Task directions:
In the mission call story, change "Korean" to "Mandarin" and give the passage again from "I have 4 sons." to "and go foreign.".

START Page excerpt

This story will probably be somewhat familiar to many of you.
I have 4 sons. Our youngest, who just turned 19 received his mission call the other day. He will be the only one to serve a mission in our family. My other 3 sons, who grew up saying they would had lost interest in the Church by this age and were on to “other” things.
My son took 2 years of American Sign Language (ASL) in high school. In addition, this past year went to class on Saturdays to learn Korean. He stated on his missionary application that he was willing to learn a new language and go foreign.
I know what you’re thinking. Means nothing. Usually. Though most of the young men in our Ward who took Spanish, went to Spanish-speaking countries or Spanish-speaking missions in the US. All the ones we know who studied Japanese went to Japan.
So, we fully expected and/or fully hoped he would serve somewhere foreign. Maybe Ireland, where his Mom’s family is from. Maybe Ukraine where most of my family is from. Maybe even South Korea. Or, an ASL mission. Surely, there was always a need for that skill. Or, definitely somewhere where his Mom and I could travel to pick him up!
He went on Facebook and asked for guesses, which were willingly offered and represented many parts of the world and the US. We even considered Boise. (Think RM).
So, this past Monday, the letter came and it was time to find out where he would go. So, in the company of his older brother’s family, another great family from our Ward, his parents and Facebook Live, he opened the letter:
Brother Spector, you are called to serve in the Georgia Atlanta North Mission in the English language.

END Page excerpt
START Listed records

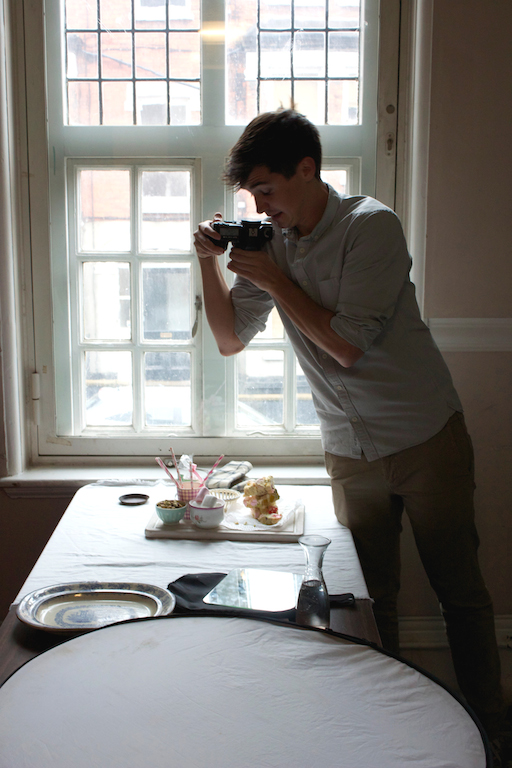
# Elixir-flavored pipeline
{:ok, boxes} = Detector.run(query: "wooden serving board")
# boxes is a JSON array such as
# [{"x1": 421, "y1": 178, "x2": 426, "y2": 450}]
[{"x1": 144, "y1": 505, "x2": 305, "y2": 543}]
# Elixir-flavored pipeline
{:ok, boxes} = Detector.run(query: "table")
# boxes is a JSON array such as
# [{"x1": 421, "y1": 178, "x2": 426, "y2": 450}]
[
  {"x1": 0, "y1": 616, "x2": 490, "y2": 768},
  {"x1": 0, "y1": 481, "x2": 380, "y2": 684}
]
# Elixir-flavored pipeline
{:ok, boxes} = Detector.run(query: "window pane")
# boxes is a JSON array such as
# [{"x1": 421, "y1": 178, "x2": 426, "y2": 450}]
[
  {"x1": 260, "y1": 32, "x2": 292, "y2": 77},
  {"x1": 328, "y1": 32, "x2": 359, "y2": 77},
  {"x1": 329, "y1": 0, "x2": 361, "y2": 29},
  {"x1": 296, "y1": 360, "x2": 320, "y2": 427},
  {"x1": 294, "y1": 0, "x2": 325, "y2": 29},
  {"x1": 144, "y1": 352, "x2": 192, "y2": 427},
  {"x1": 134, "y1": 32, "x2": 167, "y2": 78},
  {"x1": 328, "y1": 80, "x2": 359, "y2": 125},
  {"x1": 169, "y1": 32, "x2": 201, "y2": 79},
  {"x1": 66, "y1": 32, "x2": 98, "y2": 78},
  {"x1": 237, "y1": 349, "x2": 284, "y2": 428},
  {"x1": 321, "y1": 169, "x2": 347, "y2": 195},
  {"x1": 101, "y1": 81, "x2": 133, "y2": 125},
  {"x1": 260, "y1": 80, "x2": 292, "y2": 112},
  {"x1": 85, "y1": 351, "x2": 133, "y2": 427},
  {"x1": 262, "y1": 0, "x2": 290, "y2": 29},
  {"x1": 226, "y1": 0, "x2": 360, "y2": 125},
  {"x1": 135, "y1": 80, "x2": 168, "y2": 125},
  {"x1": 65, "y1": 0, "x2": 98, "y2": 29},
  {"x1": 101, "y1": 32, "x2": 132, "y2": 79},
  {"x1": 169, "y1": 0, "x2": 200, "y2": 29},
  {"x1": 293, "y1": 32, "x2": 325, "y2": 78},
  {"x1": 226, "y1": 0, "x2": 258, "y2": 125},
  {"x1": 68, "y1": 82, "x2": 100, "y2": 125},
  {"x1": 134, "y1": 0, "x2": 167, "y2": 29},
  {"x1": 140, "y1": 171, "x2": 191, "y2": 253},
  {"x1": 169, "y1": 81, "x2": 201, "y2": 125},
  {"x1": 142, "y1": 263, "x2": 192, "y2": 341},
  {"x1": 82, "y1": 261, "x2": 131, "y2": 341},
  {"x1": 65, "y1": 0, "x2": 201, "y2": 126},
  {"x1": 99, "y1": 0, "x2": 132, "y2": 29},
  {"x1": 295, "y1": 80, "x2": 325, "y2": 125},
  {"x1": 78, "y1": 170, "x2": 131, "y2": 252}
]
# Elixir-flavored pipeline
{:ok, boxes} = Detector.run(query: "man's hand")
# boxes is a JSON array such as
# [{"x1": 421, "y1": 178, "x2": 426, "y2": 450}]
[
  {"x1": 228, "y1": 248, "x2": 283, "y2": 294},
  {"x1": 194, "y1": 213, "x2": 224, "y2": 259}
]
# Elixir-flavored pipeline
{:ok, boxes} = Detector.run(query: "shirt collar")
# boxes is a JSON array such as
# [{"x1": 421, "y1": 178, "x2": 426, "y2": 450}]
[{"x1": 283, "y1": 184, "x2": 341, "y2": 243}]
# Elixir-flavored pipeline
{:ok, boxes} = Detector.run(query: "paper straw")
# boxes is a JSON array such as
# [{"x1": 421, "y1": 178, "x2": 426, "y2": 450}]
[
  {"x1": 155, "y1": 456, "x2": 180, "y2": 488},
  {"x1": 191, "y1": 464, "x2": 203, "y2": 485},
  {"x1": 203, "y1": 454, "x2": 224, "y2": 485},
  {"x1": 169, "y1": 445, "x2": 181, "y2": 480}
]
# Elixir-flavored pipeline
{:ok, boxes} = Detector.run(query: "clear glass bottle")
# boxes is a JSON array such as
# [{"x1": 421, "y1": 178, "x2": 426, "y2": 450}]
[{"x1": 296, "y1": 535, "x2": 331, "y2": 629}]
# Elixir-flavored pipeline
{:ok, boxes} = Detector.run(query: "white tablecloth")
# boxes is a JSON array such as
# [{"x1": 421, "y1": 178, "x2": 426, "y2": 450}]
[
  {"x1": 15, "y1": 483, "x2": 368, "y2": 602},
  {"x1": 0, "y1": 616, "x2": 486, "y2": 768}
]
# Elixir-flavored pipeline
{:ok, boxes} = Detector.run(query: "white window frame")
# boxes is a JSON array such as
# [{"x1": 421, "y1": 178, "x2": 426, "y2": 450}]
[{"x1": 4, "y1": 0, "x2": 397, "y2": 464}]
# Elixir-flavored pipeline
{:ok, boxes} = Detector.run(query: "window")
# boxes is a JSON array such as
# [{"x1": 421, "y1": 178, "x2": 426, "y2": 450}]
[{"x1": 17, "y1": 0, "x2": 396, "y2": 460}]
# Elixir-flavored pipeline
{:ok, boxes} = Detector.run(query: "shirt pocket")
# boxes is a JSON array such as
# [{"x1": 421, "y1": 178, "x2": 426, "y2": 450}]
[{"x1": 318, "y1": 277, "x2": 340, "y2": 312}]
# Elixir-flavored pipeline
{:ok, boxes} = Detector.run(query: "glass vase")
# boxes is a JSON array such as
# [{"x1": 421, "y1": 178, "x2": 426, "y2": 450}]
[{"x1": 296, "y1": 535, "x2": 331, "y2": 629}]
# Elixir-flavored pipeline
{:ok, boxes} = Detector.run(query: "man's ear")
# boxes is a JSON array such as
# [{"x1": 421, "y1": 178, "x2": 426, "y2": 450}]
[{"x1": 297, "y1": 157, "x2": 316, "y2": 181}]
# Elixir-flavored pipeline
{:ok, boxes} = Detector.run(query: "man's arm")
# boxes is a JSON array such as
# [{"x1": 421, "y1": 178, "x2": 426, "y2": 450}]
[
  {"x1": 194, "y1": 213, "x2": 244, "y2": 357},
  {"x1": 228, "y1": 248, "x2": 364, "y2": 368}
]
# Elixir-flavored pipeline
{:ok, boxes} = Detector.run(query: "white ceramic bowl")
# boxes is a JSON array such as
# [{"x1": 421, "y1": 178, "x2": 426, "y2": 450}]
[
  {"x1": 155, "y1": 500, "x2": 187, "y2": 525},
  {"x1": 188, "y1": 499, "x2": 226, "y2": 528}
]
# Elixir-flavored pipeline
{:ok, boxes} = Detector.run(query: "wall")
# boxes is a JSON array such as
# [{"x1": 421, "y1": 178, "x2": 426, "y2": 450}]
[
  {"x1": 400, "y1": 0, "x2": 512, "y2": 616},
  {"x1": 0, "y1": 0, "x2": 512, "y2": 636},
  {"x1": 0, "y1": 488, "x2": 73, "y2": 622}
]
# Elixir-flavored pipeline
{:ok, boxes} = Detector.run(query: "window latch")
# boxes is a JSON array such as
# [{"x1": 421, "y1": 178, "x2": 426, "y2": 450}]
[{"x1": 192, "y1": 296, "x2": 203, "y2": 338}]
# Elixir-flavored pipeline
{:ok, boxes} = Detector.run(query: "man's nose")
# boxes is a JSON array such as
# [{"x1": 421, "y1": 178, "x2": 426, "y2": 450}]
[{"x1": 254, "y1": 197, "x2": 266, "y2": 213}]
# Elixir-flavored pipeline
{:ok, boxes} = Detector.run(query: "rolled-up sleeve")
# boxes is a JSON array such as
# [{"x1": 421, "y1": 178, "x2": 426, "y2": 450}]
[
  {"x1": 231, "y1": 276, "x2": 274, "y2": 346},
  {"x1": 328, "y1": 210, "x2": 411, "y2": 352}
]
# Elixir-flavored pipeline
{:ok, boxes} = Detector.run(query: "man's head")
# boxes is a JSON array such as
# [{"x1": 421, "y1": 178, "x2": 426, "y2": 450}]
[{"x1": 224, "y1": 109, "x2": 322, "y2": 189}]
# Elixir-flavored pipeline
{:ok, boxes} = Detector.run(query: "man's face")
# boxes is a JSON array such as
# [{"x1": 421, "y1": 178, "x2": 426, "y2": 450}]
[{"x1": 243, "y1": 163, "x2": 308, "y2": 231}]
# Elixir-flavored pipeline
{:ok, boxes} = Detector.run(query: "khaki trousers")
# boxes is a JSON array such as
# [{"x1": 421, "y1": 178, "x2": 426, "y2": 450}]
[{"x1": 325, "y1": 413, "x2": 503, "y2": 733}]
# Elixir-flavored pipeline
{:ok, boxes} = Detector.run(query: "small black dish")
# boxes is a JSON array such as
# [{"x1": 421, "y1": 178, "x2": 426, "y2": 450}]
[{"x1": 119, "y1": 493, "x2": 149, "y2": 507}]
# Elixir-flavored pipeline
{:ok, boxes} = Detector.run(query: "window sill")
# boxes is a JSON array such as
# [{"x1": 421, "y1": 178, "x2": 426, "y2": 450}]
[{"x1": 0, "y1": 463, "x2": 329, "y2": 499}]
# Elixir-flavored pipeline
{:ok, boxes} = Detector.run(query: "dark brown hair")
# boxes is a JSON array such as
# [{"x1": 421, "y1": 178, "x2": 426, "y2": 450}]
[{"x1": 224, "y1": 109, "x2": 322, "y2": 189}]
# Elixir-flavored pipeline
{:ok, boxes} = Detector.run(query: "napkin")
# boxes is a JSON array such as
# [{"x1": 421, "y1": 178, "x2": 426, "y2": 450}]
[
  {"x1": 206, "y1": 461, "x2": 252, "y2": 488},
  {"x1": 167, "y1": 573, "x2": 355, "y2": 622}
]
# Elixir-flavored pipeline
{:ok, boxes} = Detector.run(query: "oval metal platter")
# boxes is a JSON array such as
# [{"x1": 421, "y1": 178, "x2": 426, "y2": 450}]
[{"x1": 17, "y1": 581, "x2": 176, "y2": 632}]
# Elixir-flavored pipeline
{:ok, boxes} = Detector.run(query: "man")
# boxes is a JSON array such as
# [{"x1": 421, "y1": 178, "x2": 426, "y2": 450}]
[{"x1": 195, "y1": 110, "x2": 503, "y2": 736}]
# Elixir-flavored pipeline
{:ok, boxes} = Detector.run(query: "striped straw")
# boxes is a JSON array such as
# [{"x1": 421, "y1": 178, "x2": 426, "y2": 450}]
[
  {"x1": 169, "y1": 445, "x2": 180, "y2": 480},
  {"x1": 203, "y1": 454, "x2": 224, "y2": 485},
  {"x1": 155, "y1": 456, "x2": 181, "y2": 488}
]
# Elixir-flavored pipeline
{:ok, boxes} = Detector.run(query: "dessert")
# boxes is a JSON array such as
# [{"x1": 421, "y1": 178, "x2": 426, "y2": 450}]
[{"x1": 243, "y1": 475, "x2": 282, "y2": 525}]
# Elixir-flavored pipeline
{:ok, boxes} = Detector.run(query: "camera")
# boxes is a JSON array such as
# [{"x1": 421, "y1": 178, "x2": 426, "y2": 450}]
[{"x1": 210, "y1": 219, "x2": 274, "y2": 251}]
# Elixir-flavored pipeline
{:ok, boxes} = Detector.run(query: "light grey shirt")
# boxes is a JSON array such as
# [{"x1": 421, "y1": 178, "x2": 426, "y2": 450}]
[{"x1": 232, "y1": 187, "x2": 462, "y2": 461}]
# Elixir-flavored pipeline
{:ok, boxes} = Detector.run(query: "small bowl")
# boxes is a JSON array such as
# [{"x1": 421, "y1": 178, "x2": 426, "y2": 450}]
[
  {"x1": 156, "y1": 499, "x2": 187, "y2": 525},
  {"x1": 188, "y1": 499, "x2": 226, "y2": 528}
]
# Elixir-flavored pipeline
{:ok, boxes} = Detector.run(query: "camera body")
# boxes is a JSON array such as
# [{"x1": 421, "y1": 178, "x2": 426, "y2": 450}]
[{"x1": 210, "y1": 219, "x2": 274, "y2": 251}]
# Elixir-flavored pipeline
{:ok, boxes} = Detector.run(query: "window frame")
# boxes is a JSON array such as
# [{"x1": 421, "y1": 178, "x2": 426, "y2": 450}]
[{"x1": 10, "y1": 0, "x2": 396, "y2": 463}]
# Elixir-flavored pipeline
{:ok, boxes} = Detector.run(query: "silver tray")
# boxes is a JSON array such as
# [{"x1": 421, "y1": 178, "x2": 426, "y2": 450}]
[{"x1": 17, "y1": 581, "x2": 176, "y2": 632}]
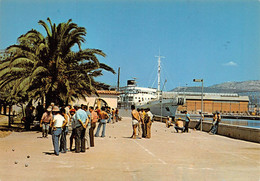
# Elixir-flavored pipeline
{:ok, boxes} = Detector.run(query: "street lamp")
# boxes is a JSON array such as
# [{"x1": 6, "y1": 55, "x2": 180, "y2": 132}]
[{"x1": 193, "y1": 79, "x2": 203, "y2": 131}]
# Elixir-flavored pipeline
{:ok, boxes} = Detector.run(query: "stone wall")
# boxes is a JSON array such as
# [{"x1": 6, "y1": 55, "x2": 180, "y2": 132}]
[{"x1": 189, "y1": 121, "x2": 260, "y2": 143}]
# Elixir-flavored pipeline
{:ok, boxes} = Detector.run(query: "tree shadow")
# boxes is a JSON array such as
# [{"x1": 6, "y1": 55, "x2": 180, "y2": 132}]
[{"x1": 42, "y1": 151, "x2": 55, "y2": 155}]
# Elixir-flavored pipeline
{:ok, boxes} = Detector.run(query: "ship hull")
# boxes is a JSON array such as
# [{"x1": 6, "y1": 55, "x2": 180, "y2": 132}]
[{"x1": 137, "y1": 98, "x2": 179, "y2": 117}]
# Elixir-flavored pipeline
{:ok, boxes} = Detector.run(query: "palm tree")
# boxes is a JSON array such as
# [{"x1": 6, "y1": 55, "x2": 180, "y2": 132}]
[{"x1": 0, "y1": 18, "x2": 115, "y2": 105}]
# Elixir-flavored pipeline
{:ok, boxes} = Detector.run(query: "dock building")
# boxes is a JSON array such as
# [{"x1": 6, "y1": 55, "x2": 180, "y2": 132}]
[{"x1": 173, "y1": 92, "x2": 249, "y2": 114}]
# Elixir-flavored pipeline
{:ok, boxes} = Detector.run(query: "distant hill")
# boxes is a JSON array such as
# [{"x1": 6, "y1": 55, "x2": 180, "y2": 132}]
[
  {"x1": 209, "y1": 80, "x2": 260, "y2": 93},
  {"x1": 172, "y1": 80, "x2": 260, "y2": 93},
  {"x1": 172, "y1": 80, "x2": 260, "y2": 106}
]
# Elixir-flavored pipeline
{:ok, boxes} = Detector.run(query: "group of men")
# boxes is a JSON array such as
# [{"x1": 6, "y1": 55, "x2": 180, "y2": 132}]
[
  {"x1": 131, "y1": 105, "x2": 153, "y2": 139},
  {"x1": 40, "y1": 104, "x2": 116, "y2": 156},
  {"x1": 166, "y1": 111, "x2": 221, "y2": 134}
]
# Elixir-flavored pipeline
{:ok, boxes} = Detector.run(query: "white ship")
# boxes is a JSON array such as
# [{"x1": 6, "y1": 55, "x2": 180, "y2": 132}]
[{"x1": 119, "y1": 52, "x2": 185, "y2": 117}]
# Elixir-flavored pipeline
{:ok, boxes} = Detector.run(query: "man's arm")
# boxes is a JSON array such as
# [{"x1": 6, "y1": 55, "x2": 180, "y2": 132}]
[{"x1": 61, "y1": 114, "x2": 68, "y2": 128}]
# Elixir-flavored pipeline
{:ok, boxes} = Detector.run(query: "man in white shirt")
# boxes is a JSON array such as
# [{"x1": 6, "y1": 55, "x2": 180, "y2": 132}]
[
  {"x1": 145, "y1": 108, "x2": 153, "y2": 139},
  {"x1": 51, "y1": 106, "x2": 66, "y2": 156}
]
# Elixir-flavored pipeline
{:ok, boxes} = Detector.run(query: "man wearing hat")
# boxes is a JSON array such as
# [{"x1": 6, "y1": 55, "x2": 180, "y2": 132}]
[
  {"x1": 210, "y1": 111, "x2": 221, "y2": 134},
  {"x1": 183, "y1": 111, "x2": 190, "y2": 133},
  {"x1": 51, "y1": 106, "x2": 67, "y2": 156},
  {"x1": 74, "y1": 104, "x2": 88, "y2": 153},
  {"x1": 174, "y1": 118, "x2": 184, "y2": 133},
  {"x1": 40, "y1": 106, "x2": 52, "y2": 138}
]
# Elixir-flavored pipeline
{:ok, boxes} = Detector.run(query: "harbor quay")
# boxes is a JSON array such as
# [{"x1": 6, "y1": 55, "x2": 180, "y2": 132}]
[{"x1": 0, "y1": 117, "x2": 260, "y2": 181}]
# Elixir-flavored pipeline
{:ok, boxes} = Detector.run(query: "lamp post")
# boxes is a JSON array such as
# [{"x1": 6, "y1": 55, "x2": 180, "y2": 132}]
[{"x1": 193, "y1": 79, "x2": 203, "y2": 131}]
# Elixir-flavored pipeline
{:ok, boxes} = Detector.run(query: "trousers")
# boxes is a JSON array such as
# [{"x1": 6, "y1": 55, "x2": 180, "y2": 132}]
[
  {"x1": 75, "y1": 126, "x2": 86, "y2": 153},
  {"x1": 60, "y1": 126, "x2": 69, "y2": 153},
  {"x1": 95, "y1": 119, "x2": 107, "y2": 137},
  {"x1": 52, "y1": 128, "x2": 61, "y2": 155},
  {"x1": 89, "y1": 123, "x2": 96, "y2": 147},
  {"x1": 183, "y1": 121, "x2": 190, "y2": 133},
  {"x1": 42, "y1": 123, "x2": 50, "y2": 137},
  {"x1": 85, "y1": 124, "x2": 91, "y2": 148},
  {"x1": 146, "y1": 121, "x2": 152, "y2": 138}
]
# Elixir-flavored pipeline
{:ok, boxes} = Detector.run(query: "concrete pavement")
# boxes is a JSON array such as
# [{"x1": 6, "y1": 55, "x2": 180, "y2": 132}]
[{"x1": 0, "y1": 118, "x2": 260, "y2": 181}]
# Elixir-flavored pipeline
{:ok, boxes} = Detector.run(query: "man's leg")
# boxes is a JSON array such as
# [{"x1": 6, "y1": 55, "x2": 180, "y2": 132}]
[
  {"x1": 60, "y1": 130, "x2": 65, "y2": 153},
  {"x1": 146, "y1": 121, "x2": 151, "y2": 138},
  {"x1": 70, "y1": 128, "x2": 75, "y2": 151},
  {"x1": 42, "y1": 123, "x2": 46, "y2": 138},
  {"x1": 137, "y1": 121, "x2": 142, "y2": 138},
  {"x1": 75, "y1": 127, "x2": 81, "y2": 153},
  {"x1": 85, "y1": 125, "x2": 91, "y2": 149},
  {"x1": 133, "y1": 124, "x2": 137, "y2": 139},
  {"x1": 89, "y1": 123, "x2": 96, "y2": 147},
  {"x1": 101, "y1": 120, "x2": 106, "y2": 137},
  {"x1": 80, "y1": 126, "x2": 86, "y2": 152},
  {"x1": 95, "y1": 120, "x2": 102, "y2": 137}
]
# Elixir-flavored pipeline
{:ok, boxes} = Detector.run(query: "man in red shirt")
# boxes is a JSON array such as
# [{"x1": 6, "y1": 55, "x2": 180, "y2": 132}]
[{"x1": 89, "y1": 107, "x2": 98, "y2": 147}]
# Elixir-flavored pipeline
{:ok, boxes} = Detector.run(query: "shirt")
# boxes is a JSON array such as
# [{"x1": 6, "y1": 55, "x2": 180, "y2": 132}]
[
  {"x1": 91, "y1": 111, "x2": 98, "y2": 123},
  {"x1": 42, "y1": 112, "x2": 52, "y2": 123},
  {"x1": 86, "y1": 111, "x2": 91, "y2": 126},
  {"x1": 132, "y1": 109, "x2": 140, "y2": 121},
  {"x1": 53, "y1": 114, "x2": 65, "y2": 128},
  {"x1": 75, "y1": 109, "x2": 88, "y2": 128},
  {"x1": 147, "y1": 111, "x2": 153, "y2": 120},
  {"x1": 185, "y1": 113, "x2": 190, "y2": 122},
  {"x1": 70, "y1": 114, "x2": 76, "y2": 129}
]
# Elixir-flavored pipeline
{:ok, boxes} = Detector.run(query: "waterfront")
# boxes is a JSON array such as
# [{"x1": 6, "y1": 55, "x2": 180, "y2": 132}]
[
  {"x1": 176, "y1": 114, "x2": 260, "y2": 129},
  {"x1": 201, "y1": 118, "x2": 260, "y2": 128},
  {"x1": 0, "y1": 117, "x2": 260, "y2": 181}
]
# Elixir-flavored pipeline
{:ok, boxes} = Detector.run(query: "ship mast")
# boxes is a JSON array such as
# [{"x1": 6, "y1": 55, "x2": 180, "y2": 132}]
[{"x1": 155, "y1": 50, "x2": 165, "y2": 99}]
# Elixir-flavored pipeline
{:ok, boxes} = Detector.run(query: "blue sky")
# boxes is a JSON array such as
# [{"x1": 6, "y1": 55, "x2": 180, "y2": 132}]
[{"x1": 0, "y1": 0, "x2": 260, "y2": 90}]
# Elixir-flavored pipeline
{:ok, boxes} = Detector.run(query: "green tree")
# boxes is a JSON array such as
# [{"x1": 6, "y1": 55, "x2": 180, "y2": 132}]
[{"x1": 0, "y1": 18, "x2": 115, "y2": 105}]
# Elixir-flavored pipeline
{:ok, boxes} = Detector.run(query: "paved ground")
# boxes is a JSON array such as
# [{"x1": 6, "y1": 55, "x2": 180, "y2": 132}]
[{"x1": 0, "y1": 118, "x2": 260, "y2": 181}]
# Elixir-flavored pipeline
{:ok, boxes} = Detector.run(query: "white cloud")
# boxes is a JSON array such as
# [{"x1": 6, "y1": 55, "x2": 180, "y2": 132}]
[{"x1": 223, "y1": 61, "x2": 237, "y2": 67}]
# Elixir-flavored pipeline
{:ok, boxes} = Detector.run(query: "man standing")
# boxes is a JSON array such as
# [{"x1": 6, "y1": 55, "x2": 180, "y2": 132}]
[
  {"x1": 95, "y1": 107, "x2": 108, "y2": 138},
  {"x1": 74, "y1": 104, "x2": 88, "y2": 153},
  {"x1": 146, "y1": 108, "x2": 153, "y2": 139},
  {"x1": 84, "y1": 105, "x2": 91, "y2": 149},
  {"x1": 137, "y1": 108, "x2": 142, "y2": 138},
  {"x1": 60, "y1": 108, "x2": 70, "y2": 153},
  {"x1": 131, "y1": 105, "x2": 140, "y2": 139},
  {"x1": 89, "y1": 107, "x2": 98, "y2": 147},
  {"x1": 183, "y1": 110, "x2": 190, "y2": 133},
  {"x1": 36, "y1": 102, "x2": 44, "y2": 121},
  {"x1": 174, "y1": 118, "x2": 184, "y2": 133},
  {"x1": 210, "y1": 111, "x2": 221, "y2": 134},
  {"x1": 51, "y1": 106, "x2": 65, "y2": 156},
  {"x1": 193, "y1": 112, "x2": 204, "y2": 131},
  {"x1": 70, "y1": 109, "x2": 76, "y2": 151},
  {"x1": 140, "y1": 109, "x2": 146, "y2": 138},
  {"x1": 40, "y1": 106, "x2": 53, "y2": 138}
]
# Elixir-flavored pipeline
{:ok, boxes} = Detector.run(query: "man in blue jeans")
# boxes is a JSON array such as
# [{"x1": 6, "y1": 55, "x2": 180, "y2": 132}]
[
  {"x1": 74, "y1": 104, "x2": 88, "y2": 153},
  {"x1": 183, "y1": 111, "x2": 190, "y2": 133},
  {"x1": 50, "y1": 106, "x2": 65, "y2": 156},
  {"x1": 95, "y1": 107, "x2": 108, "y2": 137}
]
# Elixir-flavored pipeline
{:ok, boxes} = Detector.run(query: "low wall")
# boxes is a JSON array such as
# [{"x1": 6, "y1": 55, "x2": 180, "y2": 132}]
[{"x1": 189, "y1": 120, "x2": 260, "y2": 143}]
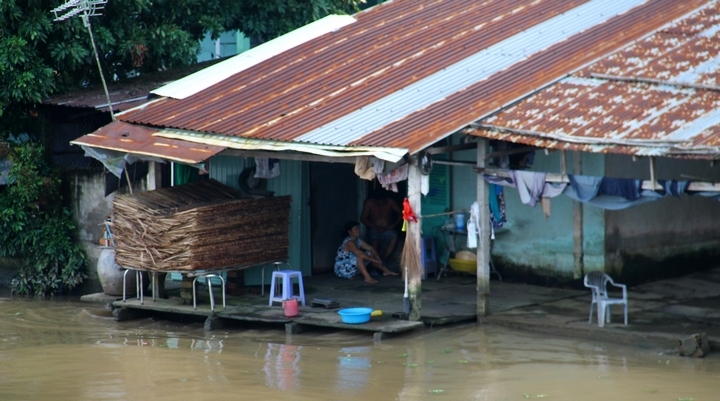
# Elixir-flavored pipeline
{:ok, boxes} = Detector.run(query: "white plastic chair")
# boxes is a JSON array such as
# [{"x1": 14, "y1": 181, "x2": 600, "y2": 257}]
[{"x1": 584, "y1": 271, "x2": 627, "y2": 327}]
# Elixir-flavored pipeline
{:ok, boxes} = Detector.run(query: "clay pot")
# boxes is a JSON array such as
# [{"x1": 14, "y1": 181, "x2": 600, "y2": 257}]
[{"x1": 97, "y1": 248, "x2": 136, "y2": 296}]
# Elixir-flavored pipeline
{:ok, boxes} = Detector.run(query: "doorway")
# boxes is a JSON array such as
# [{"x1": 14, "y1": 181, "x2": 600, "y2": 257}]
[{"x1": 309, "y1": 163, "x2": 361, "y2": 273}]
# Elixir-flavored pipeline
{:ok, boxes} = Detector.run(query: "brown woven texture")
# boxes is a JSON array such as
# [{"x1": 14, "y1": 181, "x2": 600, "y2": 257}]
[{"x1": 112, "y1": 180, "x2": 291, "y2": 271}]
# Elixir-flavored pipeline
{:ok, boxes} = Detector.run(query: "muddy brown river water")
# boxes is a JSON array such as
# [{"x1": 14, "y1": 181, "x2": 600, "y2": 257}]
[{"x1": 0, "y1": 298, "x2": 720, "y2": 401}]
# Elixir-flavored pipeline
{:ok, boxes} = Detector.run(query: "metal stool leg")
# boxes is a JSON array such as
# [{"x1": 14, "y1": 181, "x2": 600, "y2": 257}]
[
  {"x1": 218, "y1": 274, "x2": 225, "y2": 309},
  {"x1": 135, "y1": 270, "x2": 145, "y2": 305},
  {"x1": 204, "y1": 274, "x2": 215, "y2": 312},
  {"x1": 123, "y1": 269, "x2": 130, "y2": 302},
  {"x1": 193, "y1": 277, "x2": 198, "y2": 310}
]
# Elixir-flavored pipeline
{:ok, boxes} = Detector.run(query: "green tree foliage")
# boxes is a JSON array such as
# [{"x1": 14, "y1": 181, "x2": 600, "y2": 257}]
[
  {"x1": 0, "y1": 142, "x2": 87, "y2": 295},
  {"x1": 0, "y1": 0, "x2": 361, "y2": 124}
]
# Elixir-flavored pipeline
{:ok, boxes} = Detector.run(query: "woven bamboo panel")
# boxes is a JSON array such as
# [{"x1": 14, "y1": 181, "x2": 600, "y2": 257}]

END Listed records

Result for this task:
I have 4 sons. Our youngest, who just turned 19 received his mission call the other day. He will be the only one to serve a mission in our family. My other 3 sons, who grew up saying they would had lost interest in the Church by this age and were on to “other” things.
My son took 2 years of American Sign Language (ASL) in high school. In addition, this past year went to class on Saturdays to learn Mandarin. He stated on his missionary application that he was willing to learn a new language and go foreign.